Exactly reproduce the lines from the line containing "of the cloud" to the end of the data below, inclusive, and nothing else.

** start of Raw data **

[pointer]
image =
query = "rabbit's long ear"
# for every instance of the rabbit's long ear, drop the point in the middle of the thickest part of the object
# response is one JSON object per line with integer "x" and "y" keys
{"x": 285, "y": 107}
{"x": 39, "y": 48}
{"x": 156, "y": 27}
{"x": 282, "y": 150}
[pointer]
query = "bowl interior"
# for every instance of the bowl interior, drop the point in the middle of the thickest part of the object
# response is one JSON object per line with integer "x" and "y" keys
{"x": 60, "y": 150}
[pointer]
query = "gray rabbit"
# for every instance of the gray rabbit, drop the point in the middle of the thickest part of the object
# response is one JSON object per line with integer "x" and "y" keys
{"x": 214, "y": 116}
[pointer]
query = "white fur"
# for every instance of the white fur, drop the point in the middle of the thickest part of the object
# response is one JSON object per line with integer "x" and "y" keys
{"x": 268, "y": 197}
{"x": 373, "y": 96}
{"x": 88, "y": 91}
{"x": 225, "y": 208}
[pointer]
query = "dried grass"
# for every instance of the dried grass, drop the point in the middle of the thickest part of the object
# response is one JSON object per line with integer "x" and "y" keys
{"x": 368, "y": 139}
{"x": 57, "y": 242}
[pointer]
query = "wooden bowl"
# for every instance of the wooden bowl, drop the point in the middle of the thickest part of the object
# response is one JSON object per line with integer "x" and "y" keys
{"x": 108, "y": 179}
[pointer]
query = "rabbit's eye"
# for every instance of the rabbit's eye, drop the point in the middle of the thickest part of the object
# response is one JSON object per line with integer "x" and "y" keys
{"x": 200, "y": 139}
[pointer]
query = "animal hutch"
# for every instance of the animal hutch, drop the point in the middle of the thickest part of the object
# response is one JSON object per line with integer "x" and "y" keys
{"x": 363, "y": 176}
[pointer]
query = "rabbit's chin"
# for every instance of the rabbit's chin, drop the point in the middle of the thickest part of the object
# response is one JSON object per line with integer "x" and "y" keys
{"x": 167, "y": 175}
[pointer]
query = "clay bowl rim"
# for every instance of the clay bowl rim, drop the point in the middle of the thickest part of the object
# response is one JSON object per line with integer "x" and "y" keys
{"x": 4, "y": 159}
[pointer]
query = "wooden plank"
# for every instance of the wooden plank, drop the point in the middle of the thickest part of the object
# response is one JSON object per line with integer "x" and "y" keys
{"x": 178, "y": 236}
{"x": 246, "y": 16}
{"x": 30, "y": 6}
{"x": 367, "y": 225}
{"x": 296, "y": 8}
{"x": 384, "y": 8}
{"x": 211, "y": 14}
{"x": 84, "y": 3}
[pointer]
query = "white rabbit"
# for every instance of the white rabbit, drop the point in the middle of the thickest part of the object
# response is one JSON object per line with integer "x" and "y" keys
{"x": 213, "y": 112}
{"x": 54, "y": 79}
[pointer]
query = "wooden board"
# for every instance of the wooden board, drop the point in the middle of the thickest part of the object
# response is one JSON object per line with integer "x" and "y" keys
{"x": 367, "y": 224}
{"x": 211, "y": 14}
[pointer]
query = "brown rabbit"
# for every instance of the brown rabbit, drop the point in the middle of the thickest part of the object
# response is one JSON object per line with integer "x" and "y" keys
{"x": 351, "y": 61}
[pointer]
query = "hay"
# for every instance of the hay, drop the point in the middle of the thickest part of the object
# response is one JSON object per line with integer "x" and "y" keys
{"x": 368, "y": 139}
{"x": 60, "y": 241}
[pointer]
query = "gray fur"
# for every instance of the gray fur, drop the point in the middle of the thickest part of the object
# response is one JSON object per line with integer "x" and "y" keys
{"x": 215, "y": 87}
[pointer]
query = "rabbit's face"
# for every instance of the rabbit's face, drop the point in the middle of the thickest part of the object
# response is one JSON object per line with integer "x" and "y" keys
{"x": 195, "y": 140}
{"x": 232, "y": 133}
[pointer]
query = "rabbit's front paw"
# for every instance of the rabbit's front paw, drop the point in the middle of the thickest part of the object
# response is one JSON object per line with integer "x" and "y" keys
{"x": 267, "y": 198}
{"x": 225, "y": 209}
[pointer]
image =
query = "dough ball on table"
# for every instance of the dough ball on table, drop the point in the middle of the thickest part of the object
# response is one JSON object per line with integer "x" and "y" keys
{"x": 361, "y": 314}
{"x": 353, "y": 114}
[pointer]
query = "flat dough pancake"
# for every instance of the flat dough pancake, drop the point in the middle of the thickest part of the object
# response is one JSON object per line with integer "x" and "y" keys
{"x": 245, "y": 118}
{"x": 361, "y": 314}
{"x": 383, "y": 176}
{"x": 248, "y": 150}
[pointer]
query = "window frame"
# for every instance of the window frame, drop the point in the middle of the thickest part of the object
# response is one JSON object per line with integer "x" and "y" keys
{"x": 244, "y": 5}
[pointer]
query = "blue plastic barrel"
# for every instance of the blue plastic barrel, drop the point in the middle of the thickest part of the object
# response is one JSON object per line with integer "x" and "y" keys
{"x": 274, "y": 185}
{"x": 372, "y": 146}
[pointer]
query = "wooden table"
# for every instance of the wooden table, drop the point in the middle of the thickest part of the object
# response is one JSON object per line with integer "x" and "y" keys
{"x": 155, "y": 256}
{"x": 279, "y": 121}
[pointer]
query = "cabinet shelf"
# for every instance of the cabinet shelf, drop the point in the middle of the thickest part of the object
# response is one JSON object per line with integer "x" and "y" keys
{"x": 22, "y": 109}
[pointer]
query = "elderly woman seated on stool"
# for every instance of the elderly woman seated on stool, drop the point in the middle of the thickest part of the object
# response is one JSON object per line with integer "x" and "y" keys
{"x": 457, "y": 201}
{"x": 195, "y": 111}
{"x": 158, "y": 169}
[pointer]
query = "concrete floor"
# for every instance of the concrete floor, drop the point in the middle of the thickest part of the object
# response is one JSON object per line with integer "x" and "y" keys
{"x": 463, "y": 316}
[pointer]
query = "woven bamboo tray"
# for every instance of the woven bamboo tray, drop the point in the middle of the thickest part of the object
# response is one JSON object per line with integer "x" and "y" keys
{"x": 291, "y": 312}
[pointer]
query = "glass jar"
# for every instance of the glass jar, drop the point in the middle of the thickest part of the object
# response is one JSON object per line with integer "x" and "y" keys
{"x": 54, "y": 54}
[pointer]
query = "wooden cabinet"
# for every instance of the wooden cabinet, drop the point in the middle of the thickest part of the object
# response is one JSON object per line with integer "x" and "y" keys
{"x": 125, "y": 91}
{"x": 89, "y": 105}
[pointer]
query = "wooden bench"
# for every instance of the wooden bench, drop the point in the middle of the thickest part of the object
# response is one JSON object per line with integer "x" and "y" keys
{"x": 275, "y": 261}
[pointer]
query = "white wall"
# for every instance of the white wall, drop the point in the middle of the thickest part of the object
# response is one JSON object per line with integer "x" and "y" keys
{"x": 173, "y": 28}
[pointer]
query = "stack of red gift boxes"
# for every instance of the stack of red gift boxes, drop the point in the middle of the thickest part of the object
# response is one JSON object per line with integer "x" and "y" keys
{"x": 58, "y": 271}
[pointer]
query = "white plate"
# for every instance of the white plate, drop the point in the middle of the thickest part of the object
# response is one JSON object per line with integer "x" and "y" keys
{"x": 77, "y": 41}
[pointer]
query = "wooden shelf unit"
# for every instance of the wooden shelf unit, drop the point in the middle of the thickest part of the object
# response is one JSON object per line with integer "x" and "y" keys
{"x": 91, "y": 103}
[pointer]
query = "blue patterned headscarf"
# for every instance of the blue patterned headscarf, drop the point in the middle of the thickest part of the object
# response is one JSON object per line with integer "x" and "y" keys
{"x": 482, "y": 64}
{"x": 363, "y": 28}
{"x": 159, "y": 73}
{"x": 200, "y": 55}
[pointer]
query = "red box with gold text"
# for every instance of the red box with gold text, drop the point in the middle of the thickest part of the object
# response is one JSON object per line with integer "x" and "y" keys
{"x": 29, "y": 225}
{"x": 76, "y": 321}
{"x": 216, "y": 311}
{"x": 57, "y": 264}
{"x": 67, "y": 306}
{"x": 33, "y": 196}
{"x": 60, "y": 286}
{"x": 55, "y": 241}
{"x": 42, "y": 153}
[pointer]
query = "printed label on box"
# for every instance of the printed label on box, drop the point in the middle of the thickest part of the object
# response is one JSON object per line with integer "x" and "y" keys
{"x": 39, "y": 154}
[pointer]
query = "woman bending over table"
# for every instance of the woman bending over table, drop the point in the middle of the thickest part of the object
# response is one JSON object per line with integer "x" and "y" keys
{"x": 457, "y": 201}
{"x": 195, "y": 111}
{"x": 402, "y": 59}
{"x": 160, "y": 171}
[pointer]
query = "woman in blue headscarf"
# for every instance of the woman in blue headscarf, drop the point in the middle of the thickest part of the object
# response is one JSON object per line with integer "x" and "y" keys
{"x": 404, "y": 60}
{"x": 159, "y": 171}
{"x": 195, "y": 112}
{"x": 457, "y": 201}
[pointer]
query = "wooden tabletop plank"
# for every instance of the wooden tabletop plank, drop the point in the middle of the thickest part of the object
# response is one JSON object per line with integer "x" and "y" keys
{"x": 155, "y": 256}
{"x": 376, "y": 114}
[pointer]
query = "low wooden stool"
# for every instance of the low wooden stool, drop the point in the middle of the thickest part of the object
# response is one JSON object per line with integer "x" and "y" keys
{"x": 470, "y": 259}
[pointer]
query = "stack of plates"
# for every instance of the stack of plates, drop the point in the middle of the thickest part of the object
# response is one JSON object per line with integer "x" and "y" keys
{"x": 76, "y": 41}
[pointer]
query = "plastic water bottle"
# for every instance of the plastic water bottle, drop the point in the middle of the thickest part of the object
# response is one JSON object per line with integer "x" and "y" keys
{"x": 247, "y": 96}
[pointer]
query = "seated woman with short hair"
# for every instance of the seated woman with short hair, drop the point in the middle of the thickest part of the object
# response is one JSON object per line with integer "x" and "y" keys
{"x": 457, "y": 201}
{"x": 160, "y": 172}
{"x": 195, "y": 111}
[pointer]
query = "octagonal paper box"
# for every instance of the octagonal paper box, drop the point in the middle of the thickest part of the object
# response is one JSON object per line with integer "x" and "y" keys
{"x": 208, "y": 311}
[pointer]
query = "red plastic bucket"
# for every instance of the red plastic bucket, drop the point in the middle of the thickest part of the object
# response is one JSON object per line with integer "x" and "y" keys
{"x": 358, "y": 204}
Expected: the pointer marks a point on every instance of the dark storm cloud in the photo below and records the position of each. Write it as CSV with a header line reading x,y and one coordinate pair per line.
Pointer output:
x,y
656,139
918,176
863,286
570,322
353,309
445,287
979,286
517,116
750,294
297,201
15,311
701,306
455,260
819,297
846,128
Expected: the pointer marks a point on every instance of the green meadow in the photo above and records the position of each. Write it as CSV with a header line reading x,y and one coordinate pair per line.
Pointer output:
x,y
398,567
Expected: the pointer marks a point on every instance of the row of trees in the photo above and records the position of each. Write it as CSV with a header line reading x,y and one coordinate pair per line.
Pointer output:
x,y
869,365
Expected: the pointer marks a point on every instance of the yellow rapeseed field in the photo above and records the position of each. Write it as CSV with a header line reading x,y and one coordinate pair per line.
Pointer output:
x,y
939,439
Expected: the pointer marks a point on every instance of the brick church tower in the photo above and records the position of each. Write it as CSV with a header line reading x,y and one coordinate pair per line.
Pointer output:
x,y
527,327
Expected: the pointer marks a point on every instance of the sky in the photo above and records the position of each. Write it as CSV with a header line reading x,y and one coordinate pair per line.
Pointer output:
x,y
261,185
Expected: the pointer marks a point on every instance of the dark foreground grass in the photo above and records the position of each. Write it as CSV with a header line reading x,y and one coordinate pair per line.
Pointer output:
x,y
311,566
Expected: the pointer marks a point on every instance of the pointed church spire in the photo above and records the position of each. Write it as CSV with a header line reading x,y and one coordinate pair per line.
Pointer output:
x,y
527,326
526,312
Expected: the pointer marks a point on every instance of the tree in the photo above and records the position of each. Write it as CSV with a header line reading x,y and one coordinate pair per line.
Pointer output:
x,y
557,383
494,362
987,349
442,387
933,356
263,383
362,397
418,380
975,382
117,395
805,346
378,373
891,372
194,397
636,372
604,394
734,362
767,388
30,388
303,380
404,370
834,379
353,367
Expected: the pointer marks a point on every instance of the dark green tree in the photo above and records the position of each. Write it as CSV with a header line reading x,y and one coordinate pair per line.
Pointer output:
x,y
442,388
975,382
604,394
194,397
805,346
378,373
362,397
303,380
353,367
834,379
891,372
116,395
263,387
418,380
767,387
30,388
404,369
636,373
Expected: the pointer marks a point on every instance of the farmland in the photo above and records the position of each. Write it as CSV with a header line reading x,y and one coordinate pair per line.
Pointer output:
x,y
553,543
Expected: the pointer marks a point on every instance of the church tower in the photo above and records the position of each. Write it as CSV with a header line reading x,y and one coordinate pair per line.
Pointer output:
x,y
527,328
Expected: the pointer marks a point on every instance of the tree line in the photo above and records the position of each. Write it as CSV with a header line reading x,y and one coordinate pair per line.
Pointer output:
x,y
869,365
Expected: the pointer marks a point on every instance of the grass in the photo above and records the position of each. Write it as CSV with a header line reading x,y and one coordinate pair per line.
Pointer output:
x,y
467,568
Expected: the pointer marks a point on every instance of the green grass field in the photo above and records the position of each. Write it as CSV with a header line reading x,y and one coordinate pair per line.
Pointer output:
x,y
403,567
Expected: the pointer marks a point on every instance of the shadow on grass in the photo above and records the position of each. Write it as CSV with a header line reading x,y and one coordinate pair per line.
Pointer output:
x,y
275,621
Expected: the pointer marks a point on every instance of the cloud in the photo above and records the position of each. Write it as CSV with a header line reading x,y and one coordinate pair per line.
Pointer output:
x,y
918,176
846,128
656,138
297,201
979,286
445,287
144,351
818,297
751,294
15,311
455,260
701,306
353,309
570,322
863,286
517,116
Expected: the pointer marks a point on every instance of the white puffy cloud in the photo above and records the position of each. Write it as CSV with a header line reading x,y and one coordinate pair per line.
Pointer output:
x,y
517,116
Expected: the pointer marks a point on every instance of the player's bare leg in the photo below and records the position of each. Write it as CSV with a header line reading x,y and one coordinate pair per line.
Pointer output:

** end of Raw data **

> Exercise response:
Expected: the pointer marks a point on every instance of the cloud in the photo above and records the position of each. Write it as CSV with a header line reading x,y and one coordinate pair per line.
Pointer output:
x,y
918,176
846,128
656,138
297,201
979,286
445,287
144,351
818,297
751,294
15,311
455,260
701,306
353,309
570,322
863,286
517,116
Expected: the pointer marks a point on every instance of the white puffy cloud in the photo above and records the position of each. Write it as CSV with a header line reading x,y and one coordinate pair per line.
Pointer output:
x,y
517,116
Expected: the pointer marks a point on every instance of the player's bare leg in the photo below and records the position of each. Write it as CSV with a header line reading x,y and one coordinate pair per line.
Pointer output:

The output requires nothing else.